(Beginning of Study material)
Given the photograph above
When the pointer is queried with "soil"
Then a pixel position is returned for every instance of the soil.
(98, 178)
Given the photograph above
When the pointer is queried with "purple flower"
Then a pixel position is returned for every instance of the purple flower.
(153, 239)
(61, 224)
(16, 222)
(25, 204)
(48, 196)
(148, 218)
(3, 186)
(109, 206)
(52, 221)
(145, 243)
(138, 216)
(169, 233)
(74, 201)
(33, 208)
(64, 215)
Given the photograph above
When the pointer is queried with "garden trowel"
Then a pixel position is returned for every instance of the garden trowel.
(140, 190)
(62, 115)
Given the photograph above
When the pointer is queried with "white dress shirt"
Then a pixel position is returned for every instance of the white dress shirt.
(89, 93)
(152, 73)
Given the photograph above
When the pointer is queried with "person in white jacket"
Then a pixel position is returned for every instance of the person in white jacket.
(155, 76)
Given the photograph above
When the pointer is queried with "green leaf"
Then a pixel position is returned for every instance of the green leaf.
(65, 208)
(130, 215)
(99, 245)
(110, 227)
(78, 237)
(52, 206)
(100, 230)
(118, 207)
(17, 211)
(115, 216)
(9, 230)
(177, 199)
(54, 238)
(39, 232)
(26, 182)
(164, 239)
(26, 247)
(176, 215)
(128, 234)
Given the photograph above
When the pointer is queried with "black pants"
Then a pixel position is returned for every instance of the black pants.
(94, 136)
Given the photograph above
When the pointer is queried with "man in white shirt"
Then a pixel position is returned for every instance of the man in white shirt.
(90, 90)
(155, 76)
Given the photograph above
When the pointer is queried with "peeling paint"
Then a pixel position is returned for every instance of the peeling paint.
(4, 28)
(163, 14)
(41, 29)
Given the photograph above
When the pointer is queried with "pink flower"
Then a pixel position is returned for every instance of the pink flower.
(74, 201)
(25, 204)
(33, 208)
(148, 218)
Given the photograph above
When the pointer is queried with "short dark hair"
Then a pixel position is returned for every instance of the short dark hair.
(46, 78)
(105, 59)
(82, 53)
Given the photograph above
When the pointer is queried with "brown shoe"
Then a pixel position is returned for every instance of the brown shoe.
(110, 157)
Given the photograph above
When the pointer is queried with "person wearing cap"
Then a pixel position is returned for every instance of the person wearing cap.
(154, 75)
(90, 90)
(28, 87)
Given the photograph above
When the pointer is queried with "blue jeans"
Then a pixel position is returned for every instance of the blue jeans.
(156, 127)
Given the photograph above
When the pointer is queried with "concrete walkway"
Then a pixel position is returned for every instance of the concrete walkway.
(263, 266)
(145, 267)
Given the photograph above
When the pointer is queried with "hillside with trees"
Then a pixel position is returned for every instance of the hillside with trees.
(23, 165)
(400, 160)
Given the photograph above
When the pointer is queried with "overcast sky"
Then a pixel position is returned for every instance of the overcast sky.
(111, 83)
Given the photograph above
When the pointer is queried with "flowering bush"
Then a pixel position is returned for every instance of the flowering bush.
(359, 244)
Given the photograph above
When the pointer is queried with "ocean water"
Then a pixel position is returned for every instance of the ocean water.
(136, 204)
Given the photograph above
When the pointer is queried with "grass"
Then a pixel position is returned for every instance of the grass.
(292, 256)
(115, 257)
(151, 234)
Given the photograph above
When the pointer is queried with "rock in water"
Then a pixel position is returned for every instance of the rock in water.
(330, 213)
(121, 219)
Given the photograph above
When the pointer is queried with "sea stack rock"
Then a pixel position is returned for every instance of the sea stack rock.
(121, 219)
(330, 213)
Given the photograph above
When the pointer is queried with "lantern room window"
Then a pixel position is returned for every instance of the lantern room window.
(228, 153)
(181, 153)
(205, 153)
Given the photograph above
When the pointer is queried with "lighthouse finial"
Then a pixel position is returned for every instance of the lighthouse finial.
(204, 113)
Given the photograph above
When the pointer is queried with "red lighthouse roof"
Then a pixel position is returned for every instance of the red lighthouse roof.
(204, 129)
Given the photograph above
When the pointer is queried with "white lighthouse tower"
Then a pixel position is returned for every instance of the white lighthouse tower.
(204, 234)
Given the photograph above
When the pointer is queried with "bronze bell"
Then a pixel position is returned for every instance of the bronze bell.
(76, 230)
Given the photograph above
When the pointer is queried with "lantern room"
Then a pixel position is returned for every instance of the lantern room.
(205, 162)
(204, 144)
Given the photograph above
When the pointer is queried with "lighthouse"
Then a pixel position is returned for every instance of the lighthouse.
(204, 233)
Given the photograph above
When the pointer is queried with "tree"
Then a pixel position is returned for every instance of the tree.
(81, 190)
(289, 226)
(End of Study material)
What to work on: The response has to match the data exactly, line for line.

Completed exercise:
Given the photograph above
When the pointer is queried with "soil"
Then a pixel position is returned for every instance of the soil.
(98, 178)
Given the photograph above
When the pointer is queried with "purple flower"
Then a pixel position is returned for every instance of the purple flower.
(153, 239)
(61, 224)
(16, 222)
(25, 204)
(48, 196)
(148, 218)
(3, 186)
(109, 206)
(52, 221)
(145, 243)
(138, 216)
(169, 233)
(74, 201)
(33, 208)
(64, 215)
Given the photograph above
When the pointer is queried with "garden trowel"
Then a pixel position is returned for every instance of the garden trowel.
(140, 190)
(62, 115)
Given the photograph above
When the pointer is queried with "white dress shirt"
Then a pixel position is returned for every instance of the white dress shirt.
(89, 93)
(152, 73)
Given the photograph above
When the pointer is queried with "person in white jacket"
Then a pixel position is returned for every instance of the person in white jacket.
(155, 76)
Given the photograph above
When the pointer is queried with "green leaf"
Then a pixel position is returned for every instance of the green leaf.
(65, 208)
(130, 215)
(99, 245)
(110, 227)
(78, 237)
(52, 206)
(100, 230)
(118, 207)
(17, 211)
(115, 216)
(9, 230)
(177, 199)
(54, 238)
(39, 232)
(26, 182)
(164, 239)
(26, 247)
(176, 215)
(128, 234)
Given the photograph above
When the pointer is queried with "black pants"
Then a pixel position is returned for every instance of the black pants.
(94, 136)
Given the photograph above
When the pointer is queried with "man in white shirt"
Then a pixel position is returned for every instance of the man in white shirt.
(90, 90)
(155, 76)
Given the photograph above
When the pointer is queried with "peeling paint"
Then a pixel position is returned for every instance of the peeling paint.
(4, 28)
(163, 14)
(41, 29)
Given the photograph above
When the pointer is queried with "pink flower"
Then a pixel position is returned for every instance of the pink flower.
(74, 201)
(25, 204)
(33, 208)
(148, 218)
Given the photograph above
When the pointer is queried with "short dark hair"
Then a pixel position is returned for every instance of the short dark hair.
(46, 78)
(105, 59)
(82, 53)
Given the photograph above
When the pointer is queried with "brown shoe"
Then a pixel position is returned for every instance of the brown shoe.
(110, 157)
Given the photograph above
When the pointer is queried with "person wearing cap"
Then a pixel position is returned for every instance of the person wearing cap.
(154, 75)
(90, 90)
(28, 87)
Given the photograph above
When the pointer is queried with "blue jeans"
Then a pixel position is returned for every instance of the blue jeans.
(156, 127)
Given the photograph above
When the pointer is queried with "concrete walkway"
Then a pixel position is returned for every instance of the concrete walkway.
(263, 266)
(145, 267)
Given the photograph above
When the pointer is queried with "hillside with trees"
Then a pixel position is returned for every instance of the hillside with trees.
(23, 165)
(400, 160)
Given the photograph above
When the pointer is queried with "overcast sky"
Then a pixel position is returned for every instance of the overcast sky.
(111, 83)
Given the photograph above
When the pointer is queried with "flowering bush"
Then a pixel position is returned for every instance of the flowering bush.
(359, 244)
Given the photograph above
When the pointer is queried with "ocean water"
Then a pixel position is returned for every instance of the ocean water.
(136, 204)
Given the photograph above
When the pointer is queried with "grass"
Then a pixel position is returned for every instance of the grass.
(292, 256)
(115, 257)
(151, 234)
Given the photograph above
When the pointer is queried with "rock in water"
Then a pixel position is returned for every instance of the rock in water.
(330, 213)
(121, 219)
Given the photograph above
When the pointer is queried with "sea stack rock"
Then a pixel position is returned for every instance of the sea stack rock.
(121, 219)
(330, 213)
Given the photograph above
When the pointer is queried with "lantern room window"
Then a pixel position is returned for every instance of the lantern room window.
(228, 153)
(181, 153)
(205, 153)
Given the photograph above
When the pointer is queried with "lighthouse finial"
Then a pixel position is returned for every instance of the lighthouse finial.
(204, 113)
Given the photograph above
When the pointer is queried with "red lighthouse roof"
Then a pixel position is returned for every instance of the red lighthouse roof.
(204, 129)
Given the photograph above
When the pointer is queried with "white lighthouse tower"
Then a pixel position is returned for every instance of the white lighthouse tower.
(204, 234)
Given the photograph above
When the pointer is queried with "bronze bell"
Then a pixel position is returned for every instance of the bronze bell.
(76, 230)
Given the photograph above
When the pointer is queried with "lantern room"
Then a pixel position is returned for every instance of the lantern room.
(205, 162)
(204, 144)
Given the photograph above
When the pointer is queried with "lighthouse"
Then a pixel position is returned for every instance of the lighthouse.
(204, 233)
Given the photograph above
When the pointer is queried with "tree"
Then a pixel position is returned for every instance of the tree.
(81, 190)
(289, 226)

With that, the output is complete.